• Assignment: Copy every line below that has the word "tram" in it.

──────── Supplied records

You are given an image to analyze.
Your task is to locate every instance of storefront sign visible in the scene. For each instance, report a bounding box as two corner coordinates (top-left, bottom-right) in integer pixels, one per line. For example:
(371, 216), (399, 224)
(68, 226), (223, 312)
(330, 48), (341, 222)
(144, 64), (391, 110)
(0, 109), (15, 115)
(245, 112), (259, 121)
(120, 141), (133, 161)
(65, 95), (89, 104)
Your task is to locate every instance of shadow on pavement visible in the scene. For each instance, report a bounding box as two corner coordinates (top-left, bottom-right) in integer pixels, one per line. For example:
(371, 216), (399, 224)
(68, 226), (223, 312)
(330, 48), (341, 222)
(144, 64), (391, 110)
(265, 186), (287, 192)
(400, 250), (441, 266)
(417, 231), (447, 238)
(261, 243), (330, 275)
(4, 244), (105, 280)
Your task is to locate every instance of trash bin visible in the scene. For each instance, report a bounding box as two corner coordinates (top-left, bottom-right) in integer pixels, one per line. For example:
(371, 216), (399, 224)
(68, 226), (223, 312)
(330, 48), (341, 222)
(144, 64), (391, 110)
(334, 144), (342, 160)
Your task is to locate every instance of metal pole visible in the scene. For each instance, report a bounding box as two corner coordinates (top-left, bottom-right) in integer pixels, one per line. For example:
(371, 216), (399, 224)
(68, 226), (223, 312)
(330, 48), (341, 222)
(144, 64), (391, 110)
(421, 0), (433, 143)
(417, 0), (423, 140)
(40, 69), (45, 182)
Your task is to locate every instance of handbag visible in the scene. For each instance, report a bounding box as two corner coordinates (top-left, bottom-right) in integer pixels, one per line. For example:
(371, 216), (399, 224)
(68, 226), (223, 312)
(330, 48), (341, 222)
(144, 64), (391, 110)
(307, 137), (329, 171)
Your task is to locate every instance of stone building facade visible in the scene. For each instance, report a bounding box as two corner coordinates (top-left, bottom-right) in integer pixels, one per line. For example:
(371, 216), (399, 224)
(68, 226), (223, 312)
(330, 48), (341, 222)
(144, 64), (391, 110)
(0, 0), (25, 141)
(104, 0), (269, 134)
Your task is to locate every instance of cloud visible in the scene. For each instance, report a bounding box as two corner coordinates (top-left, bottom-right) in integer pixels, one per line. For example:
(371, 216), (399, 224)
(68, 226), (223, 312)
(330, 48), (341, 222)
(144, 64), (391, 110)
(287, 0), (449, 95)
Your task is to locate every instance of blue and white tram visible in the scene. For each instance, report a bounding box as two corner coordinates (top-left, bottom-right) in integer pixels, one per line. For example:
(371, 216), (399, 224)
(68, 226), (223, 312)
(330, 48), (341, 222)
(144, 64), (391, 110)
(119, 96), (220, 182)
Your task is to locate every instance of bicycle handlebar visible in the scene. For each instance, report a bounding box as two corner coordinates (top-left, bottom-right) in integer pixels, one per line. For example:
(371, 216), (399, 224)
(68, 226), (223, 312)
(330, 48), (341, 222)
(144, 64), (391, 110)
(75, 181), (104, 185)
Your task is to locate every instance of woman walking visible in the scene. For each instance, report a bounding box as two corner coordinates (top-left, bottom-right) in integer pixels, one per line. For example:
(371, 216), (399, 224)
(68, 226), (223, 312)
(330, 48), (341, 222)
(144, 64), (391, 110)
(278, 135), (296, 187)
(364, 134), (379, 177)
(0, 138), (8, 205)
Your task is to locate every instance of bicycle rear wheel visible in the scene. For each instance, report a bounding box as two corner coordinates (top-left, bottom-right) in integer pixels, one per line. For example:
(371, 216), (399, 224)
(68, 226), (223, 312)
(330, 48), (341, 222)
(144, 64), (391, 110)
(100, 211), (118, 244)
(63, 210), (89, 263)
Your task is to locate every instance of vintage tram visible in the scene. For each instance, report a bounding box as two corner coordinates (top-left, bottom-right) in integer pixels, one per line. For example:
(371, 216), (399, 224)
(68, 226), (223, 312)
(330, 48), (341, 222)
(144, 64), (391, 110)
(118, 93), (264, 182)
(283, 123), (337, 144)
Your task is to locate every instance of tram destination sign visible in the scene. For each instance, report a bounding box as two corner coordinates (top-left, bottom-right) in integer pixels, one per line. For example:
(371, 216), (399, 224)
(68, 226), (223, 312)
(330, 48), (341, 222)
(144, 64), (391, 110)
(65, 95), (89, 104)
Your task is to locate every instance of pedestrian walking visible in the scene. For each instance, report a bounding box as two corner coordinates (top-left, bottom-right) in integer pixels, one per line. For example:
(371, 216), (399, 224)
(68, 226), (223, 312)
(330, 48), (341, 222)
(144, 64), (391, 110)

────────────────
──────── Supplied records

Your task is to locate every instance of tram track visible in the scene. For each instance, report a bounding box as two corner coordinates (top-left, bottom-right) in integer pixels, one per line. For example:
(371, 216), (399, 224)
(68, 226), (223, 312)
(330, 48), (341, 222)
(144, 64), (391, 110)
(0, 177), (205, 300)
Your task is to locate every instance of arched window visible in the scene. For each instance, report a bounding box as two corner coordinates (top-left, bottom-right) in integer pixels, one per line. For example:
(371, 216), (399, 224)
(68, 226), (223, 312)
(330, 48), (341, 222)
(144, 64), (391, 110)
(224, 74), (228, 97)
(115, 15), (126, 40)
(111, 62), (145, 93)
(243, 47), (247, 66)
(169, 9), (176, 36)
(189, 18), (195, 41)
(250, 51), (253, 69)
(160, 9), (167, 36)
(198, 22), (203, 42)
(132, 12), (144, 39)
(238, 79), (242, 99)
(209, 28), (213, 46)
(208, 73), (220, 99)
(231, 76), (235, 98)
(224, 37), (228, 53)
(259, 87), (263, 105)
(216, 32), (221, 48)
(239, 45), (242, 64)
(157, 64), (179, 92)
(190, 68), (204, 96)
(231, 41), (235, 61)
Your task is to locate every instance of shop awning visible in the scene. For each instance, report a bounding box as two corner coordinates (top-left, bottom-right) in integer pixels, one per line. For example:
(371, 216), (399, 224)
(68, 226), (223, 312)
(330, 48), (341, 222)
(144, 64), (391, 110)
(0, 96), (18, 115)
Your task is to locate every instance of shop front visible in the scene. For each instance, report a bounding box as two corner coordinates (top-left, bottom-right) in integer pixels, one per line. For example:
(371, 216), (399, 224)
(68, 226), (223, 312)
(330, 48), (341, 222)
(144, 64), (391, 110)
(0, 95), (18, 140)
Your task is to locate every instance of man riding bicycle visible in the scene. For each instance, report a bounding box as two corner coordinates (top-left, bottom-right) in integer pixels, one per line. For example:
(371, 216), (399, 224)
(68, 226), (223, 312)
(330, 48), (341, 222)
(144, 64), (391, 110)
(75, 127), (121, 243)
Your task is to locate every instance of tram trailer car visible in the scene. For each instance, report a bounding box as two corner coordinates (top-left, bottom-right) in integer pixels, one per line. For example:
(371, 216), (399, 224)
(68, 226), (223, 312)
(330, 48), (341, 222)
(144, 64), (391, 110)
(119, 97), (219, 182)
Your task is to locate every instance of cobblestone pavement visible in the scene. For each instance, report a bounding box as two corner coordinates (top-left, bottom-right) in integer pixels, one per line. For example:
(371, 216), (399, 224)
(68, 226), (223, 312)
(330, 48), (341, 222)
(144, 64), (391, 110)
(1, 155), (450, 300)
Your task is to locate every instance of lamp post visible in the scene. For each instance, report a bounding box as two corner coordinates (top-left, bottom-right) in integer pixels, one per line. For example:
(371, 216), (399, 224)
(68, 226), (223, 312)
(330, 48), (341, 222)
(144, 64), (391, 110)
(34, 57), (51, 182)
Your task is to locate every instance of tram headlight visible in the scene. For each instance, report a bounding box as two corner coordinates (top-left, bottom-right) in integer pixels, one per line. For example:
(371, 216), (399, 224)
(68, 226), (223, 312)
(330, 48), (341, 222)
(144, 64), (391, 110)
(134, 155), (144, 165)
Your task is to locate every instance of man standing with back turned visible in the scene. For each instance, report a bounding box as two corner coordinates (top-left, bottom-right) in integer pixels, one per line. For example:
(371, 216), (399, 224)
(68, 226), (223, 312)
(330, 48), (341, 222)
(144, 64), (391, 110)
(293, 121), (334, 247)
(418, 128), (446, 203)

────────────────

• Expected answer:
Your task is to locate every instance of blue and white tram visible in the scene. For each instance, report a bounding box as two corner coordinates (top-left, bottom-right) in integer pixels, one per line. For example:
Your task is to locate every instance of vintage tram visible in the scene. For each instance, report a bounding box as two corner coordinates (top-left, bottom-right) in integer pixels, one per line. For example:
Your task is to locate every instance of tram destination sign visible in the scene. For each instance, report a bounding box as two corner coordinates (top-left, bottom-right) in integer pixels, one per line. For example:
Your task is to locate every instance of tram track visible in the scene. For each instance, report a bounding box as two corner coordinates (top-left, bottom-right) in integer pixels, one per line. For example:
Your task is to locate every instance of tram trailer car visible in the scene. For each instance, report a bounding box as two corner coordinates (top-left, bottom-right) in integer pixels, one per line. For example:
Your task is to locate every instance of tram headlight visible in the scene. For each instance, report a bounding box as two corner coordinates (top-left, bottom-right) in integer pixels, one per line. For example:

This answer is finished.